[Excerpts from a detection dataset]
◇ ◇ ◇ ◇
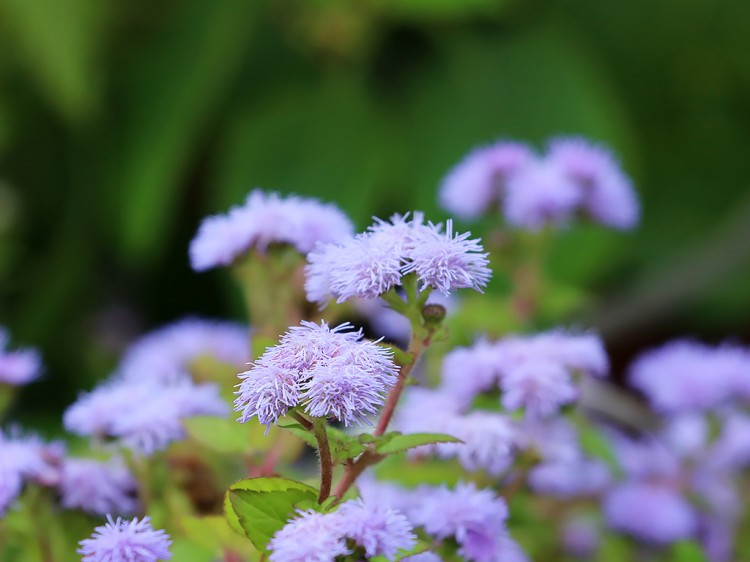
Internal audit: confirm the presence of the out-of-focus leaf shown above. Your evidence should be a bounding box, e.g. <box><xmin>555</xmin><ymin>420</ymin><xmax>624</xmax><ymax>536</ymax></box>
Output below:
<box><xmin>0</xmin><ymin>0</ymin><xmax>108</xmax><ymax>120</ymax></box>
<box><xmin>113</xmin><ymin>0</ymin><xmax>262</xmax><ymax>260</ymax></box>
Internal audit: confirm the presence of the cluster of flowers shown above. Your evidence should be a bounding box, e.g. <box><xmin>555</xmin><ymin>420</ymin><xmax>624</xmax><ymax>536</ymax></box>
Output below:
<box><xmin>440</xmin><ymin>138</ymin><xmax>639</xmax><ymax>230</ymax></box>
<box><xmin>235</xmin><ymin>322</ymin><xmax>396</xmax><ymax>426</ymax></box>
<box><xmin>305</xmin><ymin>213</ymin><xmax>491</xmax><ymax>305</ymax></box>
<box><xmin>190</xmin><ymin>189</ymin><xmax>354</xmax><ymax>271</ymax></box>
<box><xmin>63</xmin><ymin>320</ymin><xmax>249</xmax><ymax>455</ymax></box>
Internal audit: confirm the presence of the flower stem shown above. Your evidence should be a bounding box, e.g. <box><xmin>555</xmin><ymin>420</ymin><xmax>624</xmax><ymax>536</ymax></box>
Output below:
<box><xmin>313</xmin><ymin>418</ymin><xmax>333</xmax><ymax>503</ymax></box>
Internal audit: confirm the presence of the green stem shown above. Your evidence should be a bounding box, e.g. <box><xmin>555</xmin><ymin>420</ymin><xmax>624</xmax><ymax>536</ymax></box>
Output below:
<box><xmin>313</xmin><ymin>418</ymin><xmax>333</xmax><ymax>503</ymax></box>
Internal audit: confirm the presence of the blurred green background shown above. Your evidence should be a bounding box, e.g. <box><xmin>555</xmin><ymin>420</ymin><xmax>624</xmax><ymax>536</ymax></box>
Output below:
<box><xmin>0</xmin><ymin>0</ymin><xmax>750</xmax><ymax>416</ymax></box>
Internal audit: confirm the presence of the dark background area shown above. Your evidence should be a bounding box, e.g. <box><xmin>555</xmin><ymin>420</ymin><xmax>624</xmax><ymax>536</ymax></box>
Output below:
<box><xmin>0</xmin><ymin>0</ymin><xmax>750</xmax><ymax>423</ymax></box>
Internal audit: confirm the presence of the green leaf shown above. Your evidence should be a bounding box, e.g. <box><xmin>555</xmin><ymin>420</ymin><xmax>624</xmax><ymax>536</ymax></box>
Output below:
<box><xmin>224</xmin><ymin>478</ymin><xmax>318</xmax><ymax>551</ymax></box>
<box><xmin>375</xmin><ymin>433</ymin><xmax>463</xmax><ymax>455</ymax></box>
<box><xmin>183</xmin><ymin>416</ymin><xmax>250</xmax><ymax>453</ymax></box>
◇ ◇ ◇ ◇
** WRITTEN EXERCISE **
Can you reproduce everything from the line containing "Internal audit: confirm the presence of the green leaf" down to the end of the rows, requests included, scaling each bounding-box coordinate in the answers by 1.9 and rounding to whole numbers with halves rounded up? Leave the requests and their sample box unchanged.

** EXERCISE RESULT **
Internal audit: confirm the presence of the green leaf shown above. Your evidence should be a bounding box, e.g. <box><xmin>555</xmin><ymin>420</ymin><xmax>624</xmax><ymax>536</ymax></box>
Output below:
<box><xmin>426</xmin><ymin>908</ymin><xmax>604</xmax><ymax>1047</ymax></box>
<box><xmin>713</xmin><ymin>823</ymin><xmax>880</xmax><ymax>865</ymax></box>
<box><xmin>348</xmin><ymin>790</ymin><xmax>475</xmax><ymax>861</ymax></box>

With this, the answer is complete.